"""
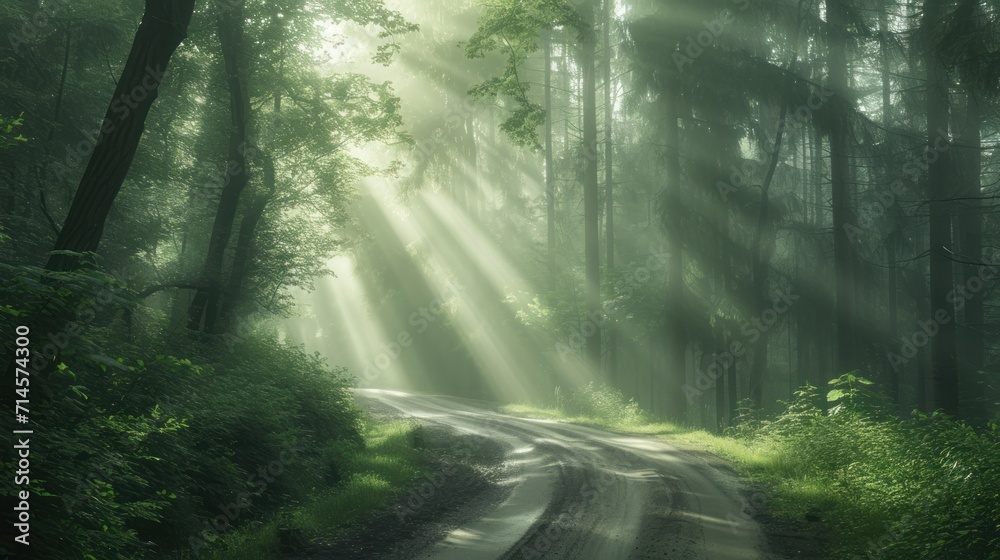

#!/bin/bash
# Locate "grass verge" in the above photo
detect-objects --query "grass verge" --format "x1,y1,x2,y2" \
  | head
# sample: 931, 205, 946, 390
204, 421, 422, 560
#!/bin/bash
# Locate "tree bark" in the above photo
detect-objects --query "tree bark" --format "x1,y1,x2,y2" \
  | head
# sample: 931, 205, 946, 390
923, 0, 959, 415
188, 0, 253, 332
826, 0, 858, 374
663, 83, 687, 421
602, 0, 618, 385
580, 0, 603, 371
544, 31, 556, 295
45, 0, 194, 271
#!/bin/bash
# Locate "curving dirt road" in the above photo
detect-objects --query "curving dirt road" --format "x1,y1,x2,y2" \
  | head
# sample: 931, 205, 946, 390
359, 390, 772, 560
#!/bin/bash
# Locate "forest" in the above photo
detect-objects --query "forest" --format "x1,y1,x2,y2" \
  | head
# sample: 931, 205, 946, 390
0, 0, 1000, 560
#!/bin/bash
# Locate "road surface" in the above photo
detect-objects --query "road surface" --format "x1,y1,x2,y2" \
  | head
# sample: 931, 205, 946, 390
359, 390, 772, 560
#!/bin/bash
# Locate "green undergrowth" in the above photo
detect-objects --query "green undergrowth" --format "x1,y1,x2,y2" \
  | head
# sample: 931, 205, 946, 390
502, 374, 1000, 560
203, 421, 421, 560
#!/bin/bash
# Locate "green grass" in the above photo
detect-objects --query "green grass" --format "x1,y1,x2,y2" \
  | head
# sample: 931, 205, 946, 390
205, 421, 422, 560
501, 380, 1000, 560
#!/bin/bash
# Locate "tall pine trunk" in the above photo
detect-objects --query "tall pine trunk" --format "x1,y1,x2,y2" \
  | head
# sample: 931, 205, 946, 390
602, 0, 618, 385
923, 0, 958, 415
826, 0, 858, 374
580, 0, 603, 371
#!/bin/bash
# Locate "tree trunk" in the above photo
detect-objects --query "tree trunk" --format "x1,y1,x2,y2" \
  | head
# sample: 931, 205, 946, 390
826, 0, 858, 374
663, 83, 687, 421
45, 0, 194, 271
923, 0, 958, 415
958, 92, 986, 406
219, 151, 277, 325
580, 0, 603, 371
602, 0, 618, 385
188, 0, 253, 332
544, 31, 556, 295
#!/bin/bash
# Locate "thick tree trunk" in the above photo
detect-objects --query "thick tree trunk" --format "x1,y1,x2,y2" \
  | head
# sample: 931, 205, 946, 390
544, 32, 556, 288
602, 0, 618, 385
923, 0, 959, 415
878, 0, 899, 403
46, 0, 194, 271
220, 151, 277, 325
580, 0, 603, 371
188, 0, 253, 332
663, 84, 687, 420
958, 92, 986, 406
826, 0, 859, 374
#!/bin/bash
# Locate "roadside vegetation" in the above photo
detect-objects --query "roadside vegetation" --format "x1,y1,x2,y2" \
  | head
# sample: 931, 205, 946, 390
0, 265, 420, 560
503, 380, 1000, 560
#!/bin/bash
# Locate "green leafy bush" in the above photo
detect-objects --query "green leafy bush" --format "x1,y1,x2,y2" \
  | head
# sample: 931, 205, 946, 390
729, 372, 1000, 560
0, 267, 362, 560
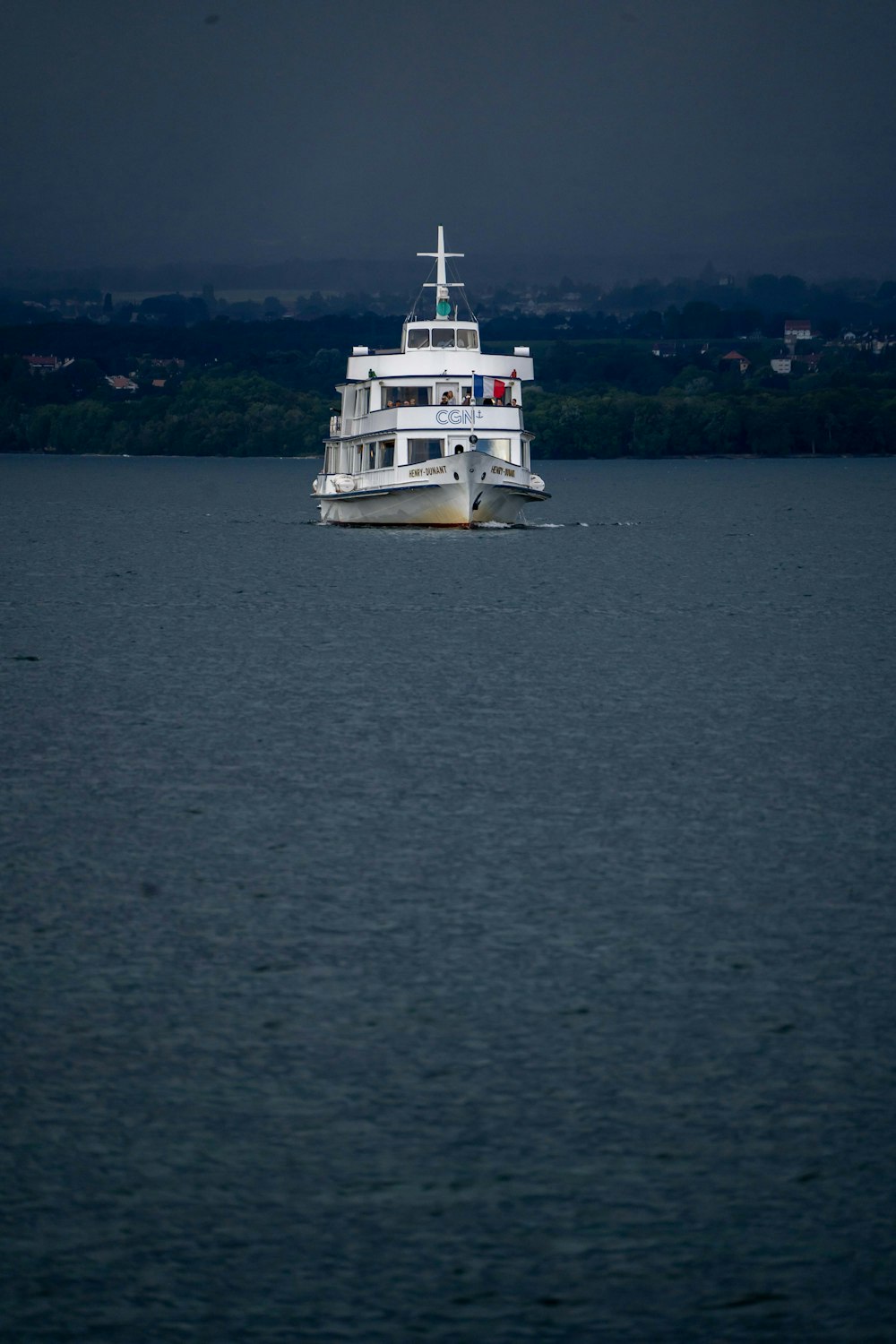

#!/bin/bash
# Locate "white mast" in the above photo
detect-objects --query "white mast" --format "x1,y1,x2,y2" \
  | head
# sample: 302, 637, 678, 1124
417, 225, 463, 323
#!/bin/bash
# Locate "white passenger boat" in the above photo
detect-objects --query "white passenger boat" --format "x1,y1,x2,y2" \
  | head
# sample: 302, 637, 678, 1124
313, 225, 551, 527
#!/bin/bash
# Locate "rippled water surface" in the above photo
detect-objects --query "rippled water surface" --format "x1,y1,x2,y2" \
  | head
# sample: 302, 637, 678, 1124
0, 459, 896, 1344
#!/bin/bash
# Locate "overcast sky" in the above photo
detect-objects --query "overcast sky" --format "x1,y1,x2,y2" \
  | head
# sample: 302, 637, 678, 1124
0, 0, 896, 274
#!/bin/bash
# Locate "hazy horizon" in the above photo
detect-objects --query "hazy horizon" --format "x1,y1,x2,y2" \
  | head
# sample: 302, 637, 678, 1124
0, 0, 896, 284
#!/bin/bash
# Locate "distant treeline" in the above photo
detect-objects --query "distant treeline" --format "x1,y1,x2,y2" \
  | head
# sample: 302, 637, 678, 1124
0, 314, 896, 457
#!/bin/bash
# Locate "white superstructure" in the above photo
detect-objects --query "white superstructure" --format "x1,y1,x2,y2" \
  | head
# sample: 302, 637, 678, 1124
313, 225, 549, 527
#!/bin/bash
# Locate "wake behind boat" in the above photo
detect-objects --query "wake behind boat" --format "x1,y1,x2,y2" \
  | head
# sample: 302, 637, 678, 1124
313, 225, 551, 527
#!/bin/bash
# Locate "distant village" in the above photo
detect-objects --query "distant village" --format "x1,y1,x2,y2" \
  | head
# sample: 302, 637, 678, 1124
0, 268, 896, 457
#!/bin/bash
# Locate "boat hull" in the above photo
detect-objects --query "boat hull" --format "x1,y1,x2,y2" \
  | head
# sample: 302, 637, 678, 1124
318, 453, 551, 527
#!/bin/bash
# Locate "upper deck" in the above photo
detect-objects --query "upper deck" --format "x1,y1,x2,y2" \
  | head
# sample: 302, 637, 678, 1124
345, 322, 535, 383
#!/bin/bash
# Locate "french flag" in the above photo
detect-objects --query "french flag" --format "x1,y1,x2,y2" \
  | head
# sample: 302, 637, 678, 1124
473, 374, 505, 402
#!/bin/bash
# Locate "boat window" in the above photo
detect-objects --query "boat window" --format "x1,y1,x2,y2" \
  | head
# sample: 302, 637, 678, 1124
383, 387, 430, 409
407, 438, 444, 465
476, 435, 511, 462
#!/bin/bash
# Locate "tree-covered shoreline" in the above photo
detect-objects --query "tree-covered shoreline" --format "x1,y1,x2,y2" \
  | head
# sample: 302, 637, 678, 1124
0, 314, 896, 459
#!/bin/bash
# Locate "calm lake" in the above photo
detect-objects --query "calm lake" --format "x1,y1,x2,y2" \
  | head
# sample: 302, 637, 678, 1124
0, 457, 896, 1344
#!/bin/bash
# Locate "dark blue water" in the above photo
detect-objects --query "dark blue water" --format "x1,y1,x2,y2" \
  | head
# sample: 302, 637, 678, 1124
0, 459, 896, 1344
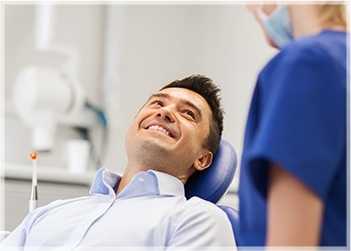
"""
(Exercise goal) Please filter the records above to every line that contains the word "vegetation", and copy each of those lines in full. Case counts, so uppercase and lowercase letters must match.

(Answer to the exercise)
# Locate "roadside vegetation" in the above photo
detect-objects --query "roadside vegetation" --format "x1,y1,x2,y2" \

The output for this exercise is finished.